== PAGE EXTRACT ==
So far I have only used servlets and JDBC, and I don't mind rolling my
own persistence if that will minimize response time and maximize
flexibility. I'm thinking that I could get by with one server this way
by keeping all data in objects in memory if there is an efficient way to
make them available to all sessions.

I would have an array of accounts where each account number mapped
directly to an array index.
Depending on navigation I would return data from the appropriate array
contained in the account, such as person name/ID pairs.
If the user chooses a person from a drop down list, the person ID would
be an index into the person array in that account.
Then a servlet could dynamically generate a page containing the objects
associated with that person.
I really don't see how response time could be much faster than this,
unless perhaps pages were pre-generated.
===
▶ [WHAT TO WORK ON]:
A: In the post about keeping servlet data in memory, what would each account number map to?
B: Resume the post about keeping servlet data in memory, picking up right after its final sentence.
== RECORDS SHOWN ==
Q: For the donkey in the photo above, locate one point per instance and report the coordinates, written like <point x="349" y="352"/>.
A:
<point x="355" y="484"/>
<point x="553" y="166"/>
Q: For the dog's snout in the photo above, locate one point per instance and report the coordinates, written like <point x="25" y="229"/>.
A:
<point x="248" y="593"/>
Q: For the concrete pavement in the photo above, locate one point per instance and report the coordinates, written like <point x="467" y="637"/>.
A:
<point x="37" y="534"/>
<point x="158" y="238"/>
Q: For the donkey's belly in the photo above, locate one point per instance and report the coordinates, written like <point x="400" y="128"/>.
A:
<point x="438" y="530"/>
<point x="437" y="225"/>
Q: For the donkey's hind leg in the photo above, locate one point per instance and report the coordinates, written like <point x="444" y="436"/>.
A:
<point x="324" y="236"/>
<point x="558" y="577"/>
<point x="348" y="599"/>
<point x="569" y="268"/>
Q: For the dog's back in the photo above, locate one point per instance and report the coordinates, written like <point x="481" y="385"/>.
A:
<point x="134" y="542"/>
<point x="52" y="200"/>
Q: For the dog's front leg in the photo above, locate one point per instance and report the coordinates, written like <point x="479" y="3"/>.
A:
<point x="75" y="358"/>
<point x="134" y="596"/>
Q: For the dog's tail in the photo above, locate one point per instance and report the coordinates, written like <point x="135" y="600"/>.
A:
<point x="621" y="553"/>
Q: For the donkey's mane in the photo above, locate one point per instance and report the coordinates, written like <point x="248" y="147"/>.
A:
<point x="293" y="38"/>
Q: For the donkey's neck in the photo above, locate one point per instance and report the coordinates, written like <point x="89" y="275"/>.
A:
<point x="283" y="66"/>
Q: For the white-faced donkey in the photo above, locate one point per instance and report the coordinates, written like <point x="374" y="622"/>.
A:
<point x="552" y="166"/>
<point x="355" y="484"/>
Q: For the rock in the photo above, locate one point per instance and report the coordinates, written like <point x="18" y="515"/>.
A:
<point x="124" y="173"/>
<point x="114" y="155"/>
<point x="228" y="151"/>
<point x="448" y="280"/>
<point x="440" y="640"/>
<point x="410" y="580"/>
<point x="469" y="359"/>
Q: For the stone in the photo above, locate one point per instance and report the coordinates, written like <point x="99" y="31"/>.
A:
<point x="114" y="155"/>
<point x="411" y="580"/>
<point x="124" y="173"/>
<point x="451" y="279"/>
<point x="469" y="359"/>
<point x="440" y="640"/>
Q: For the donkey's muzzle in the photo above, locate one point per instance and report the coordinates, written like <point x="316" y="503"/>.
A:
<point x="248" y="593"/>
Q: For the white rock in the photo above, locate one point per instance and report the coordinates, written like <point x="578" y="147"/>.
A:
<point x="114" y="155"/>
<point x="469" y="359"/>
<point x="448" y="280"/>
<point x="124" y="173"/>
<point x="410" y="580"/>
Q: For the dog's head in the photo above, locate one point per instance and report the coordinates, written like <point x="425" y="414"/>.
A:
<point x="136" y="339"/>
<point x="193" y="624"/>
===
▶ [ANSWERS BELOW]:
A: Each account number would map directly to an array index.

B:
Of course I would love to use EJBs if anyone can explain why it is
going to give me more flexibility and better response time than anything
I could develop with servlets, but I am afraid that EJBs, or at least
entity beans, might be a dead end based on one project I have worked on
and several others I have heard about.

Jim

----- Original Message -----
From: "Jayson Falkner" <[EMAIL PROTECTED]>
To: <[EMAIL PROTECTED]>
Sent: Monday, February 18, 2002 1:07 PM
Subject: Re: performance: same object in multiple sessions


Hi Jim,

What methods are you thinking about? Using either application scope or
JNDI should work fine for most cases.

Jayson Falkner
[EMAIL PROTECTED]



Jim wrote:

> Hello,
>
> What method of making an object accessible from multiple sessions
would
> yield the best performance?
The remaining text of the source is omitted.